_Check your understanding_
• a. In the news roundup, what price does WH Smith charge for a 750ml bottle of water in hospital outlets?
• b. Go on with the news roundup after its last sentence.

_Study text_
Portrait of the week

26 September 2015

8:00 AM

26 September 2015

8:00 AM

Home

In a speech at the Shanghai stock exchange, George Osborne, the Chancellor of the Exchequer, announced a feasibility study into the trading of Chinese and British shares in both countries. At least half of all British banknotes in circulation are held overseas or used in the black market, a Bank of England report suggested. The political impasse in Northern Ireland continued. Sir David Willcocks, the director of choirs, died, aged 95. Brian Sewell, the art critic, died aged 84. Jackie Collins, the author of titillating blockbusters, died aged 77. An outbreak of highly drug-resistant gonorrhoea was detected in the north of England, from Oldham to Scunthorpe.

Lord Ashcroft, who says he resents not being given a ‘significant’ government job in 2010, wrote a disobliging book about David Cameron which included a claim by an MP that at an event held by the Piers Gaveston society when Mr Cameron was at Oxford, he ‘inserted a private part of his anatomy’ into the mouth of a dead pig’s head resting in the lap of a club member. Mr Cameron’s response in an after-dinner speech was to remark that he had just had an injection, before which the doctor said: ‘Just a little prick, just a stab in the back.’ The Metropolitan Police set about creating a team of 90 officers and staff to work on allegations of historical child abuse. The High Court undertook a judicial review of whether it was reasonable for Sport England to have ruled that bridge was not a sport.


Special measures were imposed upon Addenbrooke’s Hospital, Cambridge, after the Care Quality Commission found that staff shortages and long-standing serious problems had not been addressed. WH Smith said it will cut the cost of some items sold in hospital outlets at higher prices than in the high street, such as a 750ml bottle of water for £1.89 against £1. Lidl said it would pay the minimum wage recommended by the Living Wage Foundation. SSI, the Thai-based company, halted production of steel at Redcar for the time being. Mohammed Ali, aged 31, was jailed for eight years after trying to buy the poison ricin on the internet.

_Provided records_
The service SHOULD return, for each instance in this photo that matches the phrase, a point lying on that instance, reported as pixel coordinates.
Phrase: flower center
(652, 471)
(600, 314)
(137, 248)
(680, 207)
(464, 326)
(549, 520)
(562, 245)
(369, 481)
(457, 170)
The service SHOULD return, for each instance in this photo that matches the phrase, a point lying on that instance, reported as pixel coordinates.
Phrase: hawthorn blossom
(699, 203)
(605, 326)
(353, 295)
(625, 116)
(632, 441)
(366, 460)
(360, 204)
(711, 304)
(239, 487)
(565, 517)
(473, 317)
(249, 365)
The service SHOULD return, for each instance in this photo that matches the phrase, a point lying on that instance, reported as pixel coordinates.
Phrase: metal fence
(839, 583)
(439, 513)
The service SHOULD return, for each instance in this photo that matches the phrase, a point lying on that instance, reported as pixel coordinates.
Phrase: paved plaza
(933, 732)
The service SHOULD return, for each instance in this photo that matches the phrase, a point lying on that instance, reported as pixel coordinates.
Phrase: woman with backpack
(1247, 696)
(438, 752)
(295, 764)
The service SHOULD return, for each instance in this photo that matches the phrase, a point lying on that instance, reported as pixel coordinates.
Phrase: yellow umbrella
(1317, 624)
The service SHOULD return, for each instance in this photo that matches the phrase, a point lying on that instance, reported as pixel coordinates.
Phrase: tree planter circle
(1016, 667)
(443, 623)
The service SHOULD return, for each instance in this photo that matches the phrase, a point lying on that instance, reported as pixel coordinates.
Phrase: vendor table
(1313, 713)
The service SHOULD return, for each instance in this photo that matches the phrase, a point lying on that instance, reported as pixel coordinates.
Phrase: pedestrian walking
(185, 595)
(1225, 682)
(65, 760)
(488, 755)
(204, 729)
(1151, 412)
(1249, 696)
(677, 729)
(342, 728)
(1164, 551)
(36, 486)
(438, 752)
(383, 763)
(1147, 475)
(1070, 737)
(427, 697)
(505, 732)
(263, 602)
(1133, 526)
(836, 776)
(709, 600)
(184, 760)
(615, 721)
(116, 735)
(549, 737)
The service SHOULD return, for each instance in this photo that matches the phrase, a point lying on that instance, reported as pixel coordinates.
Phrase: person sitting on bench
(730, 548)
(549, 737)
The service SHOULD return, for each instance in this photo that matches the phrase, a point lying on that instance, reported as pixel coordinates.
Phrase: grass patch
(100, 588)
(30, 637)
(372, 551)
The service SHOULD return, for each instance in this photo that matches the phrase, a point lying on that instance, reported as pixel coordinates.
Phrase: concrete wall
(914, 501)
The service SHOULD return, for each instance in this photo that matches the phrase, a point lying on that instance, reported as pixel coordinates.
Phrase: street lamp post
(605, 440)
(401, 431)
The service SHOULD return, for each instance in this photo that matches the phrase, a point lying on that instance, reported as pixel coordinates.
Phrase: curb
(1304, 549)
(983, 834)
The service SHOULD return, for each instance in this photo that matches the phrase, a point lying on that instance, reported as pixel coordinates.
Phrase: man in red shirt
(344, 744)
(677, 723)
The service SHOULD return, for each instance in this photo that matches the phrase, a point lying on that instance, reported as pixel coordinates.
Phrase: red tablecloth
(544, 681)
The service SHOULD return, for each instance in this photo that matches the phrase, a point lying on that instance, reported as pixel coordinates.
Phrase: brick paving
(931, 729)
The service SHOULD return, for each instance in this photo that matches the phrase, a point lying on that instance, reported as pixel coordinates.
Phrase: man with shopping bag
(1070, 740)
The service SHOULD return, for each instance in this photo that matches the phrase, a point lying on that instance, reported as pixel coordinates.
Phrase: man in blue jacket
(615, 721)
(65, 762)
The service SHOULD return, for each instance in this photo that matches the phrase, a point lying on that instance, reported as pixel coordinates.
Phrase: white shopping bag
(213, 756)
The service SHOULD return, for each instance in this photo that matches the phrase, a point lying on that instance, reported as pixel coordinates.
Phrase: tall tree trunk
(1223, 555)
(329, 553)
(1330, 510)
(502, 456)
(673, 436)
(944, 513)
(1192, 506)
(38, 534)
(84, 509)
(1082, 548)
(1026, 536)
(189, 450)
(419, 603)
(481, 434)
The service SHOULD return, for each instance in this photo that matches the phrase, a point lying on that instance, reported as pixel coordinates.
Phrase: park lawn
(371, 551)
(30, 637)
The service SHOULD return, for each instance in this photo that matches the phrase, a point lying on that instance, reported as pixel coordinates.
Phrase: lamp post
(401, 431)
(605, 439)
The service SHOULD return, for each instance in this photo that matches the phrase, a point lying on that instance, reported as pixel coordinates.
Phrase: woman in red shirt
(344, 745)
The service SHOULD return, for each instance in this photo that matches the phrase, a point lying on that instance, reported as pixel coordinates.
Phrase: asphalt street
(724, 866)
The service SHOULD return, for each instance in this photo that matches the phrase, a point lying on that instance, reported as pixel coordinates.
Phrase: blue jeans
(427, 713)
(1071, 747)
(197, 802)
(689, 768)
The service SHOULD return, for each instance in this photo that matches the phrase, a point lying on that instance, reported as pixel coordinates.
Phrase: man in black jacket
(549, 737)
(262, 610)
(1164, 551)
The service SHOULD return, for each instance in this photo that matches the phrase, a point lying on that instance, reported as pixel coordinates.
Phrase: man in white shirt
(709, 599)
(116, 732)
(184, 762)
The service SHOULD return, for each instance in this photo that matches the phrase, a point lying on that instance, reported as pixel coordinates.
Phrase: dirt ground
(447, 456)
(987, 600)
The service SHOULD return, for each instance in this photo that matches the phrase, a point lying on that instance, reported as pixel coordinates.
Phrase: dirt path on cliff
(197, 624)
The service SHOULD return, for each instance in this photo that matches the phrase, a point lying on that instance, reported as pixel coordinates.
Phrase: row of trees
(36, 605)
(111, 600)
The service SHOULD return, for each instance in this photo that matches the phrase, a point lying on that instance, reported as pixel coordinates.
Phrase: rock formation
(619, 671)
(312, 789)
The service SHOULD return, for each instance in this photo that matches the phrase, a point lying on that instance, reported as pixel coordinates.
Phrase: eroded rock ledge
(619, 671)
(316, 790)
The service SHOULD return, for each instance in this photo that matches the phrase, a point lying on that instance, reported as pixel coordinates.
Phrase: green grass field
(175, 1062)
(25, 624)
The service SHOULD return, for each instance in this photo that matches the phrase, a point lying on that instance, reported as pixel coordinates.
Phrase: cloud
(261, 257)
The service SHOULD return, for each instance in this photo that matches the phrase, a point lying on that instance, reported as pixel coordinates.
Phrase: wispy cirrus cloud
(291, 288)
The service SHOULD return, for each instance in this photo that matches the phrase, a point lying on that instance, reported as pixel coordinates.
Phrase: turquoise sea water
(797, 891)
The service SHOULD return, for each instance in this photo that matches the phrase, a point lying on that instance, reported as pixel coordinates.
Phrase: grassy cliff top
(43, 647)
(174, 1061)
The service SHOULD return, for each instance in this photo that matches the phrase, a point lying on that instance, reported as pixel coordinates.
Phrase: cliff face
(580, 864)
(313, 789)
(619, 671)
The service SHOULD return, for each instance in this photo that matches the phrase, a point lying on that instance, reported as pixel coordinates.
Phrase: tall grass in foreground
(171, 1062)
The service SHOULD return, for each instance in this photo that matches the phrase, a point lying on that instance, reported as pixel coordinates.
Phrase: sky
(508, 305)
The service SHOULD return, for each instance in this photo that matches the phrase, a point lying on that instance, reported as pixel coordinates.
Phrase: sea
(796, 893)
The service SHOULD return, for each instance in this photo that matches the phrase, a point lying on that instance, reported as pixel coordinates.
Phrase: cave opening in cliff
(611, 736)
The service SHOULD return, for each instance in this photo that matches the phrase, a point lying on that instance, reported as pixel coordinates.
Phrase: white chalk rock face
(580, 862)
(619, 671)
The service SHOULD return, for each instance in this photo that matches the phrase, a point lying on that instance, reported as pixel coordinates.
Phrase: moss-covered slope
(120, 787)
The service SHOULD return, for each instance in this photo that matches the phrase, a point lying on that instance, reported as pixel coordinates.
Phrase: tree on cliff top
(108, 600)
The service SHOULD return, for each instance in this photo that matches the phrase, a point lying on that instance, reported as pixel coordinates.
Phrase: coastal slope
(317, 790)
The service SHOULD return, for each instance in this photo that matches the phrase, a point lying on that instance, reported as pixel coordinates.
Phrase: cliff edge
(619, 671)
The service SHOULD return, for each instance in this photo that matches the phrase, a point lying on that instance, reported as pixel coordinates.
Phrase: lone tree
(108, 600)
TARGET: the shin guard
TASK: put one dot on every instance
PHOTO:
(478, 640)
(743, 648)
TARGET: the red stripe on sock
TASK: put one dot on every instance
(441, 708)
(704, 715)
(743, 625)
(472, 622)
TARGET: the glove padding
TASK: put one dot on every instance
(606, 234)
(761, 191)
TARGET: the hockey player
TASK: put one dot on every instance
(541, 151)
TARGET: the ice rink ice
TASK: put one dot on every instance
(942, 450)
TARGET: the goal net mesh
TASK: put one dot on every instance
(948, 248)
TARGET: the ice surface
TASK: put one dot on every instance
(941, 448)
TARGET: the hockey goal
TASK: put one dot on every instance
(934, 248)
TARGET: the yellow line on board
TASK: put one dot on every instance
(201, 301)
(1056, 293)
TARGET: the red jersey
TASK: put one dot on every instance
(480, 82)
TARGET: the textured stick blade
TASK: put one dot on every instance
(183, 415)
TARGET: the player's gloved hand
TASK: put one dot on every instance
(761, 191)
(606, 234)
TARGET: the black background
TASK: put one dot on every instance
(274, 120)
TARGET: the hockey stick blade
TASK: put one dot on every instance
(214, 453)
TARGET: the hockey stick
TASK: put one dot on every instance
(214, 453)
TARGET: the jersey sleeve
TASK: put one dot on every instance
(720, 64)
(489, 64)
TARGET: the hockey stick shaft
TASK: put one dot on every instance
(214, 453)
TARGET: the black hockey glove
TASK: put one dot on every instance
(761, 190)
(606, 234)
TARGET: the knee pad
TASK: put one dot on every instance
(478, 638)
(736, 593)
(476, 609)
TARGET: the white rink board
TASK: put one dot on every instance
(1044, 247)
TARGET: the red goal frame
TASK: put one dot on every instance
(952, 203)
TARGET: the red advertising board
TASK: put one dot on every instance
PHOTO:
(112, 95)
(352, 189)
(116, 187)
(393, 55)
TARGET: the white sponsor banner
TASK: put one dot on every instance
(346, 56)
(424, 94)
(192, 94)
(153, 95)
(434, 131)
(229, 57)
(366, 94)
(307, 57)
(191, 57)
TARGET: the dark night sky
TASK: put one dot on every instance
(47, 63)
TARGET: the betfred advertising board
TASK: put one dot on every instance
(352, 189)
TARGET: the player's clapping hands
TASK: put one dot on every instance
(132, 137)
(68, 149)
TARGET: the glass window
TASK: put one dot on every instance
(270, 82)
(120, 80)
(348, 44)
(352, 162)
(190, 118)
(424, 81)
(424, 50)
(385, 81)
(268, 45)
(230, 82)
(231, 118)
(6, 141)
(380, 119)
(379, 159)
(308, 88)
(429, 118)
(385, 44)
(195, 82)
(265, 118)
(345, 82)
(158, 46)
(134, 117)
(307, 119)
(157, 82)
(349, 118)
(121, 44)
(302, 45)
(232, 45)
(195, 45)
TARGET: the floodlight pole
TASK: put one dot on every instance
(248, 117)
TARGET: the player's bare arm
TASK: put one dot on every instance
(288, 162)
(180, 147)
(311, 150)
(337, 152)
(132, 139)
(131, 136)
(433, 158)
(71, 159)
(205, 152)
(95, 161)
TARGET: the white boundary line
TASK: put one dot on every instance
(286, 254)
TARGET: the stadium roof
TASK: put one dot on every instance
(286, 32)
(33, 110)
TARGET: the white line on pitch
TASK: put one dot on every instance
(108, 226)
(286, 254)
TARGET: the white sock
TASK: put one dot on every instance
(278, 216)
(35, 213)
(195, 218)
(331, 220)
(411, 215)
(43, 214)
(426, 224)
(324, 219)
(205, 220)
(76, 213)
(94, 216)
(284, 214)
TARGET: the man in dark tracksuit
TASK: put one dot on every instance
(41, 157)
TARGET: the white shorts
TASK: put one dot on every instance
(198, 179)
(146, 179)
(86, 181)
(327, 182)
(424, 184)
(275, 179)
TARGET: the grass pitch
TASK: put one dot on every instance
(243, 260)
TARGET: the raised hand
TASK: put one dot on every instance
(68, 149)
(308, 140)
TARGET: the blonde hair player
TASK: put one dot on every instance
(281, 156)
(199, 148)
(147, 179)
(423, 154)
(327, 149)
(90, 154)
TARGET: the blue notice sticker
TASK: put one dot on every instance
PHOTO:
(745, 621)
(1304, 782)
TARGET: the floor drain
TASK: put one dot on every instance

_Task responses_
• a. £1.89

• b.
Abroad

About 4,000 migrants reached the Greek island of Lesbos from Turkey each day; 13 drowned one day when their dinghy suffered a collision. Austria admitted 20,000 in a weekend, bound for Germany. Hungary attempted to close its borders. Television news showed harrowing scenes of tired and bewildered families trying to head north from Greece. In one morning 2,400 migrants entered Croatia. Germany discontinued rail services from Austria and Hungary. European interior ministers agreed on a deal to share out 120,000 migrants, an idea promoted by Germany, although Hungary, Romania, Slovakia and the Czech Republic voted against. President Vladimir Putin of Russia met Benjamin Netanyahu, the Prime Minister of Israel, in Moscow and sought to allay Israeli anxieties at the Russian military build-up in Syria, including combat aircraft at the airbase in Latakia.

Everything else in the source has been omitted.